━━━ Provided information

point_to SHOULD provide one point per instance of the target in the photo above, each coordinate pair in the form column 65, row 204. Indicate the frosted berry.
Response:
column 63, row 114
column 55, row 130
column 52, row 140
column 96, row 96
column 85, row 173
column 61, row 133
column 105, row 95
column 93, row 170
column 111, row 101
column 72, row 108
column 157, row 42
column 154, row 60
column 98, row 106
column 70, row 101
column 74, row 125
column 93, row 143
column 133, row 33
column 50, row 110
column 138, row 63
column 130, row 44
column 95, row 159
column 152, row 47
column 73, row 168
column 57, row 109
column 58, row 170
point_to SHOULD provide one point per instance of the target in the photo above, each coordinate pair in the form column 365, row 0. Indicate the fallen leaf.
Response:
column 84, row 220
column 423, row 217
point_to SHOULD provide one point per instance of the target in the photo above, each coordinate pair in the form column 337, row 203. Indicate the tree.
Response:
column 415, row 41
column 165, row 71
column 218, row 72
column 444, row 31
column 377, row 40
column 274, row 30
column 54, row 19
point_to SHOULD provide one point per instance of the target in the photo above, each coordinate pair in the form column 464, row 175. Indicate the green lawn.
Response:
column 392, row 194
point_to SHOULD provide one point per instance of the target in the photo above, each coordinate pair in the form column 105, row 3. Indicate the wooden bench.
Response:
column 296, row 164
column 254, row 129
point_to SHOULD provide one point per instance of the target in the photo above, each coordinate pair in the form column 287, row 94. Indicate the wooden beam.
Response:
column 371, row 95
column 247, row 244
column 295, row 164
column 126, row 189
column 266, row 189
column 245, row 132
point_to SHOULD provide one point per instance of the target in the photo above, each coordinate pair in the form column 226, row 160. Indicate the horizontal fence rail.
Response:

━━━━━━

Exercise objective:
Starting with the first line of the records above, give back each line exactly until the line with "the wooden beam." has been given as well.

Solved exercise:
point_to SHOULD provide one point per instance of the target in the photo above, each coordinate pair in the form column 65, row 204. Indicate the frosted berry.
Response:
column 63, row 114
column 55, row 130
column 52, row 140
column 96, row 96
column 85, row 173
column 61, row 133
column 105, row 95
column 93, row 170
column 111, row 101
column 72, row 108
column 157, row 42
column 154, row 60
column 98, row 106
column 70, row 101
column 74, row 125
column 93, row 143
column 133, row 33
column 50, row 110
column 138, row 63
column 130, row 44
column 95, row 159
column 152, row 47
column 73, row 168
column 57, row 109
column 58, row 170
point_to SHOULD provide one point per instance of the target in the photo above, each coordinate pair in the form column 365, row 0. Indicate the fallen leaf.
Response:
column 84, row 220
column 423, row 217
point_to SHOULD provide one point per instance of the target in the photo above, each coordinate pair in the form column 337, row 203. Indicate the tree.
Response:
column 415, row 41
column 165, row 71
column 218, row 72
column 444, row 31
column 377, row 40
column 274, row 30
column 54, row 19
point_to SHOULD provide one point per instance of the target in the photo above, each coordinate pair in the form column 464, row 175. Indicate the green lawn.
Response:
column 392, row 194
point_to SHOULD provide one point per instance of the target in the photo above, each coordinate pair in the form column 105, row 3. Indicate the wooden bench.
Response:
column 296, row 164
column 254, row 129
point_to SHOULD provide one point per instance of the target in the photo above, each coordinate pair in the form column 287, row 94. Indicate the wooden beam.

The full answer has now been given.